## Excerpted passage
____

Part two of Ron Ben-Yishai analysis
The northern border has been relatively quiet for the past six years, but during this time Hassan Nasrallah
continued to closely monitor the developments in Israel.
Over the past month I have spoken with a man who has dedicated a large portion of his adult life to studying Hezbollah and its leadership. According to him, Nasrallah learned to read Hebrew so he could understand the Israeli political system and the forces that drive Israeli society.
An analysis of Nasrallah's recent speeches indicates that he has reached certain conclusions regarding the next conflict with Israel:
1) Rocket and missile salvos on the periphery do not impress the Israelis. Only a devastating strike on the Tel Aviv metropolitan area or on Tel Aviv itself, or an attack on a key infrastructure facility, will deal a serious blow to public morale in Israel and around the world and grant him the victory photos he craves.
2) The Israeli public is more sensitive to deaths among soldiers fighting on the front – "our children" – than it is to civilian casualties. So, from Nasrallah's perspective, heavy casualties among the fighting forces will damage Israel's internal resilience and undermine the public's support for the war. Nasrallah expects that Israel will move five divisions into Lebanon.
3) The ability to intercept and down Israel Air Force planes will provide Nasrallah with an umbrella that will allow him to maximize the damage to the Israeli home front and shore up support from his target audiences. The sinking of an Israeli Navy ship will also be considered a great achievement for Hezbollah.
Based on these and other insights, Nasrallah has designed the following strategy: At the onset of the next war Hezbollah will fire its heaviest and most accurate missiles and rockets (including M-600 missiles Hezbollah received from Syria, which are fitted with GPS-aided inertial navigation) on the Tel Aviv metropolitan area, as well as on infrastructure installations and perhaps on military targets. The rockets will be fired at the fastest pace possible. This opening strike will last a few hours, maybe more, until the Air Force creates room to operate in Lebanon's airspace in a way that will allow it hit every rocket launcher that was detected in advance or during the fighting itself.
Will pinpoint airstrikes do the job? Site of IDF attack in Lebanon during 2006 war (Photo: Reuters)
In addition to the attack on the Tel Avivian home front and infrastructure, Nasrallah plans to cause heavy casualties among Israeli soldiers who will enter Lebanon in order to stop the firing of short-range rockets from the southern part of the country. To carry this plan out, his men will use thousands of advanced anti-tank missiles, bombs and mortars that have been deployed in villages. The goal is to kill and injure hundreds of Israeli soldiers. These losses, along with the IDF's inability to stop the rocket and missile fire until the latter part of the war, will grant Nasrallah an unprecedented moral and physical victory –particularly if Hezbollah will manage to down Israeli planes or sink a ship.
However, there is another aspect to this strategy: Nasrallah plans to order "intervention forces" - Hezbollah's special units – to launch killing raids on Israeli communities and seize control of roads located near or along the border. Nasrallah assumes these raids will cause delays in Israel's activity to stop the rocket fire from within Lebanon. Such raids will also hurt morale. Many fighters belonging to these special units have recently been sent to Syria to fight alongside Assad's forces. Some of them have already been killed or wounded in battles with rebels, but the units and their commanders gained invaluable combat experience.

____

## Data lines
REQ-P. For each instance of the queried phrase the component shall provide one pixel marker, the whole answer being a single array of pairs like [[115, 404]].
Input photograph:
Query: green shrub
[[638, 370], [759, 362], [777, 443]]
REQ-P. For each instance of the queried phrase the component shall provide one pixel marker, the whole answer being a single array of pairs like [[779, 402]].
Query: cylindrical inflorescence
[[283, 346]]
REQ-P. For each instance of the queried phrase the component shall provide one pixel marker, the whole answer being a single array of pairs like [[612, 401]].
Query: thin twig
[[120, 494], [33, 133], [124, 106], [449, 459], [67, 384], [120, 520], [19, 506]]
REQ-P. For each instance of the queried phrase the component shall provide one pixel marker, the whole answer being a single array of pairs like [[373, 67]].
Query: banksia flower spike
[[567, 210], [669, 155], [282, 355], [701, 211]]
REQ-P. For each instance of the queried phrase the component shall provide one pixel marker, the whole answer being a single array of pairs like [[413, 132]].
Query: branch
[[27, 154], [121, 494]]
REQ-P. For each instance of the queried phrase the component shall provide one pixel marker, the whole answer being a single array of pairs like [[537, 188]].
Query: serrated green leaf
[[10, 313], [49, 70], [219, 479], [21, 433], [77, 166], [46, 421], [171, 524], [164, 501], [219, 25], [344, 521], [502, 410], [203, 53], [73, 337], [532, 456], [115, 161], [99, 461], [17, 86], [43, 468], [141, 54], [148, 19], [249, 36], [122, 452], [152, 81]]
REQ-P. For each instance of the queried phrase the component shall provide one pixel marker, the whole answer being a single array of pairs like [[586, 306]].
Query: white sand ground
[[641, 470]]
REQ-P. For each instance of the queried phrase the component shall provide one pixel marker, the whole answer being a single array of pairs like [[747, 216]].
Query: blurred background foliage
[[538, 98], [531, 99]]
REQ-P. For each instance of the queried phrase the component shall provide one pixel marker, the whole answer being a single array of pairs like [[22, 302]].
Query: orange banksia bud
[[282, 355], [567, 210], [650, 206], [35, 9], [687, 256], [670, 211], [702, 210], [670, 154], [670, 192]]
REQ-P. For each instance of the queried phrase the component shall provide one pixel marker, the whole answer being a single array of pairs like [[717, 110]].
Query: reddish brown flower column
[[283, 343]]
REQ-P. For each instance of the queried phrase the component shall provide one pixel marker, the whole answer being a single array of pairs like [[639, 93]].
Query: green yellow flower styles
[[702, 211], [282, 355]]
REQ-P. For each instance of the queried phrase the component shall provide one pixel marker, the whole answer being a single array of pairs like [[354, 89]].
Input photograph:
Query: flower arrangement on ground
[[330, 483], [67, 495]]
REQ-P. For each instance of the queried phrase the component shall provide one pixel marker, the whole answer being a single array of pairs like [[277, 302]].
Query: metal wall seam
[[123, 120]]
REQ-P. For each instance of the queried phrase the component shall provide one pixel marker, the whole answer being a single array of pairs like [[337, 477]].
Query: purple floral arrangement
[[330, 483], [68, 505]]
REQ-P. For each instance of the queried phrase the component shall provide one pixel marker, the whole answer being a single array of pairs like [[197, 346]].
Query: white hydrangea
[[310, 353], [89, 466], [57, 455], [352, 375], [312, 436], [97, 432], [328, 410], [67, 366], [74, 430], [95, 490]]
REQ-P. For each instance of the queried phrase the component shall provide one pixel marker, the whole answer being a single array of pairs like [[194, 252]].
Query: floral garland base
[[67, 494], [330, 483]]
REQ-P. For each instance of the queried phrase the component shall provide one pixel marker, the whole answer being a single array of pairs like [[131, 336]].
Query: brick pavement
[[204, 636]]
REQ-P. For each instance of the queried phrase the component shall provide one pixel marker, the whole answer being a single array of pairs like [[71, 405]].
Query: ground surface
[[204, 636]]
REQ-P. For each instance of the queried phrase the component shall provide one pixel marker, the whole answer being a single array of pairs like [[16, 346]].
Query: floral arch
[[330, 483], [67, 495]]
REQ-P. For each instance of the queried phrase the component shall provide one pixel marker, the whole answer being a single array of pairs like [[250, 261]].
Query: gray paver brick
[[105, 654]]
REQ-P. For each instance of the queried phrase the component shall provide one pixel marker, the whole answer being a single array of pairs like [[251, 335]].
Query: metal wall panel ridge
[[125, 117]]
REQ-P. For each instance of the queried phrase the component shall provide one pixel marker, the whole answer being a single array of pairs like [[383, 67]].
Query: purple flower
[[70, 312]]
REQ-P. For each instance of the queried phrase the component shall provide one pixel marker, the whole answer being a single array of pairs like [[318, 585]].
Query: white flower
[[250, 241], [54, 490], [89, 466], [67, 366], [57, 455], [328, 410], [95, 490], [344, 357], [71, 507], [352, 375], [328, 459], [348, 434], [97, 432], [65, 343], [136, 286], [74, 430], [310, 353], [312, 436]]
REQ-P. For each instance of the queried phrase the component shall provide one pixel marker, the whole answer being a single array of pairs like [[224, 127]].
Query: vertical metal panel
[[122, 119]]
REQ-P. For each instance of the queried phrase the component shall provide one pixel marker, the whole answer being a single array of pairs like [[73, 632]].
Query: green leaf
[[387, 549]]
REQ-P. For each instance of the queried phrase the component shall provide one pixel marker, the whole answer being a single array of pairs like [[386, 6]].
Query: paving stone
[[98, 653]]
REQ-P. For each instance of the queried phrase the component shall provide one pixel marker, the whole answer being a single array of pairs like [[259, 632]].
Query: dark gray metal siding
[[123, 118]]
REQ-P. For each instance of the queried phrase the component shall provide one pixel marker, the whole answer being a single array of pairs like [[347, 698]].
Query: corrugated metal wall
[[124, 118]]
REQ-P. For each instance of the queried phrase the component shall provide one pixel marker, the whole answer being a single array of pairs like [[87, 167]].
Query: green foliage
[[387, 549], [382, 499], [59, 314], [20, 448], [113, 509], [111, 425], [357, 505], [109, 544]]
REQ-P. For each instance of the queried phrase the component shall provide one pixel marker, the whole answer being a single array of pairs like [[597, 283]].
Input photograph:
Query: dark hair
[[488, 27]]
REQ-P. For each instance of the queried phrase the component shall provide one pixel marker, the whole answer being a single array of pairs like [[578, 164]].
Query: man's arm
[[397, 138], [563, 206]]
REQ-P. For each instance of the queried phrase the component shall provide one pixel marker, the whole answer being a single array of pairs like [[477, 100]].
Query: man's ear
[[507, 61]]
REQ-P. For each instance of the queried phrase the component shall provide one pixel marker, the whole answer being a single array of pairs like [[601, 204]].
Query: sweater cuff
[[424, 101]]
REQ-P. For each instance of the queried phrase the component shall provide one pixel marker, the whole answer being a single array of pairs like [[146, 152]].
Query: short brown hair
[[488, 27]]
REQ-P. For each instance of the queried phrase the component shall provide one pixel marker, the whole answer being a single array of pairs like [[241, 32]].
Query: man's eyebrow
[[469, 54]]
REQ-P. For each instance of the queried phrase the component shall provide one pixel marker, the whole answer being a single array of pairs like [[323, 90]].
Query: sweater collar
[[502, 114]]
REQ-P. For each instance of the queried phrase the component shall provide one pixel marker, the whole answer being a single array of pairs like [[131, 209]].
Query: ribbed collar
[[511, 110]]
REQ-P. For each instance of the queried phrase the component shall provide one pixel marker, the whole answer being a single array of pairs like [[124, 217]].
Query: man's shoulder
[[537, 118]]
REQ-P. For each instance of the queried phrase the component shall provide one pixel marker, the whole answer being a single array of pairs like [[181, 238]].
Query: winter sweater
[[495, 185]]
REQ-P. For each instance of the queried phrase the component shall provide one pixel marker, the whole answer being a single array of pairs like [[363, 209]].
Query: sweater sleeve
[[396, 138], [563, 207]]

____

## Exercise prompt
Write the next part of the analysis of Nasrallah's war strategy, picking up after its last sentence. The entries come from a different source than the text.

## Written response
At what point will Hezbollah set this strategy in motion? Most likely when a certain element – be it the US, Israel or a joint force - attacks Iran's nuclear installations. Tehran may also order Hezbollah to attack Israel in order to divert attention from its efforts to obtain nuclear capabilities. The imminent collapse of the regime in Syria makes Hezbollah even more dependent on Iran, and it will not dare disobey an order from Tehran.
Israeli ship hit during Second Lebanon War
Another possibility is that Hezbollah will launch rockets and missiles toward Israel in the event of a massive IDF attack in Lebanese territory. However, the probability that the Shiite group will get involved in a war with Israel over attacks on convoys transporting modern weapons or chemical weapons from Syria to Lebanon (such as the recent airstrike on a convoy transporting advanced anti-aircraft missiles, which foreign media outlets attributed to Israel), is not high. It's response to such attacks will most likely be limited.
The IDF is ware of Nasrallah's strategy and is closely following Hezbollah's preparations on a daily basis. At the same time, the army is training incessantly to deal with the threat, if and when it is realized. "We will have to operate fast and aggressively from the get-go," says a very senior IDF official in the Northern Command. "We have to tell ourselves and to the world, so that no one will be surprised, that Lebanon will spit fire on us from the very beginning and with force that we have not witnessed to this point. We will have to neutralize the attack as quickly as possible with all the means at our disposal.
Not the answer. Iron Dome battery (Photo: Elad Gershgoren)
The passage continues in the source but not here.